§ Problem details:
What is needed is a faithful transcription of all the data below, pictures excluded.

======== Material for the task

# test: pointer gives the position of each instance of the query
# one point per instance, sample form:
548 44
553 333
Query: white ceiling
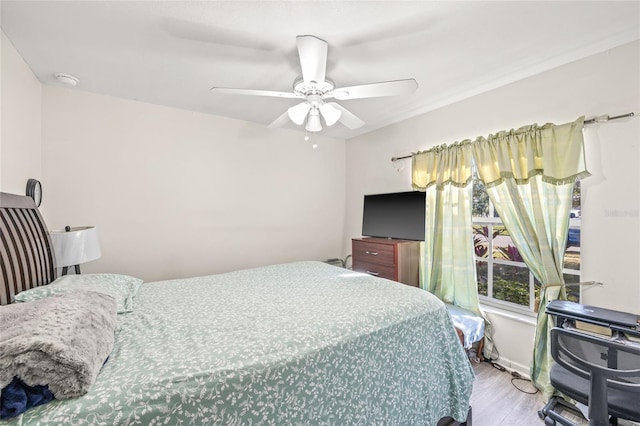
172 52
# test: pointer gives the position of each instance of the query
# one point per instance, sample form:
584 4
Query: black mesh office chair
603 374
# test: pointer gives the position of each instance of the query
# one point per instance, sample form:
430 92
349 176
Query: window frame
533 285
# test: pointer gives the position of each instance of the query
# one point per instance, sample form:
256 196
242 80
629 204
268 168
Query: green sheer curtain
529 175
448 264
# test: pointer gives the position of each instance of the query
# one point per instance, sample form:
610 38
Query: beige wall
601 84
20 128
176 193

================

§ Task solution:
# test: pointer gives the position of each instance of the query
# one point per instance, sample form:
548 44
553 333
Query: white ceiling
172 52
# test: pointer gives the position of each instance of the query
# one point per instance, sample form:
584 4
Query: black mesh office chair
603 374
# test: pointer gives the position of each instance of the query
# one point per instance, sample form:
430 92
349 176
Query: window frame
533 285
# test: pointer gives the position of each instance of the query
# one point per instance, sample form:
256 196
242 80
629 204
268 168
Query: green sheer curtain
529 175
448 264
# test: pointer gives the position of each instance of the query
# one point per instance, sample form:
610 38
Query: beige wall
601 84
20 128
176 193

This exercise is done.